▶ **Selected passage**:
******
Survivors have been damaged by relationships and relationships are the pathway toward healing. What a terrible statement. The thing that did us so much harm is the thing we must have in order to get well. This is the dilemma for a survivor of trauma. In addition, relationships are the point of deepest hurt and the point of deepest longing. The longing to connect. To love and be loved. To belong, to matter. All people desire these things, but only survivors come against this paradox: all the things that make relationships possible are the very things that threaten our survival.
The soul is the wellspring where personality, knowledge, and understanding meet. It is also the place of deepest damage. I’m going to call this point of suffering, soul damage. When verbal and emotional abuse is punctuated with sexual and physical abuse, the damage is written across the soul, and enters a different territory from the normal conflicts of life. Many survivors of soul damage have never had a relationship with anyone who was not also damaged. What is the difference between the two?
Soul damage beliefs
- does not trust trusts
- assumes the worst
- driven by fear
- driven by anxiety
- feels powerless
Undamaged beliefs
- trusts
- assumes the best
- believes the world is basically good
- believes the world is basically safe
- believes they have the power to exact change
This damage makes friendships difficult. Many of us find ourselves repeating the same patterns and continuing the same behaviors. I once had a close friend show up at my house at one in the morning. Thinking something was wrong, I answered the door.
******
▶ **Source excerpt**:
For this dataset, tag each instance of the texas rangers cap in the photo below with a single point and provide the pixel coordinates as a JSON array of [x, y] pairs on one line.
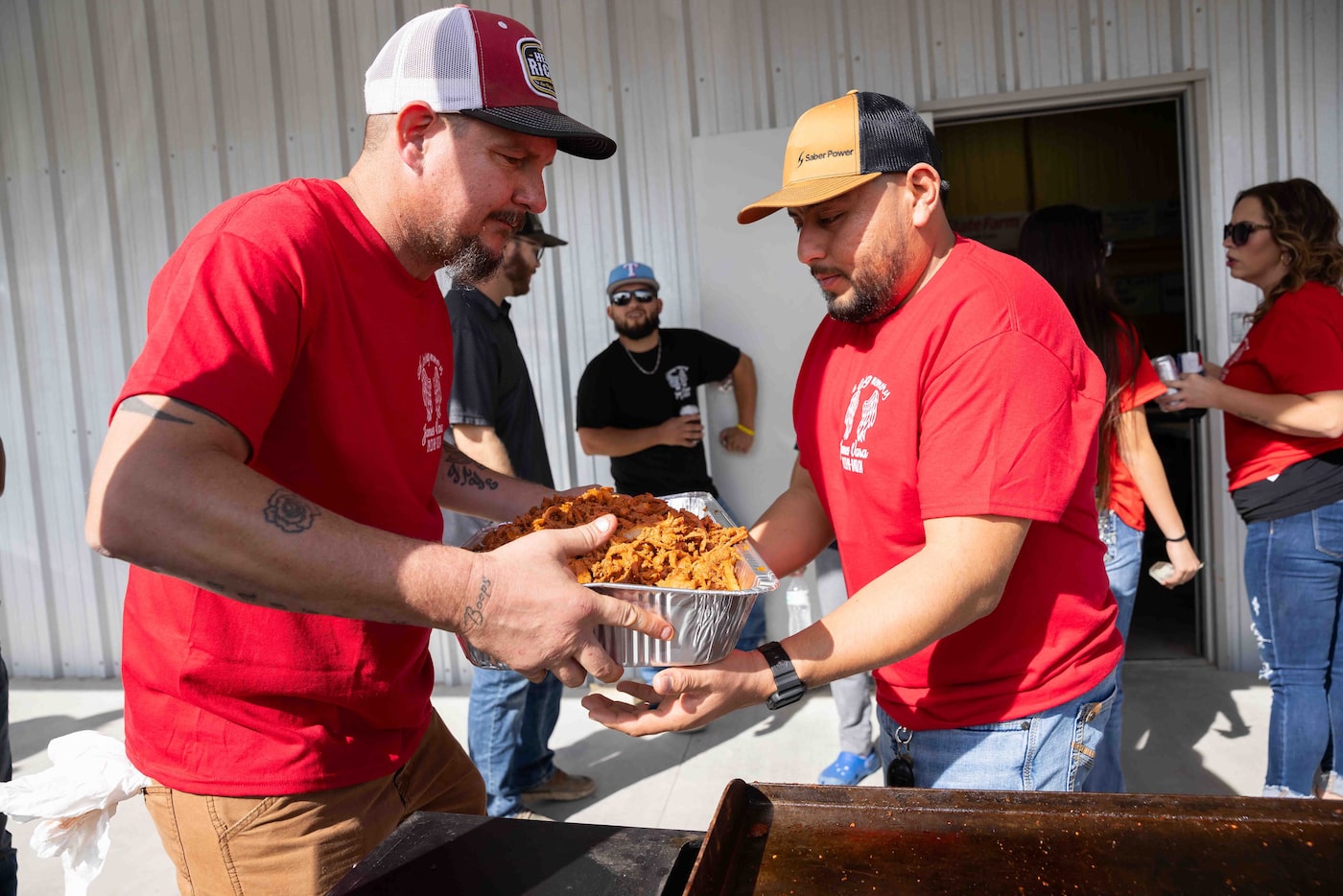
******
▶ **Given problem**: Please state the hour at which, according to the passage on soul damage, a close friend showed up at the writer's house.

▶ **Task solution**: At one in the morning.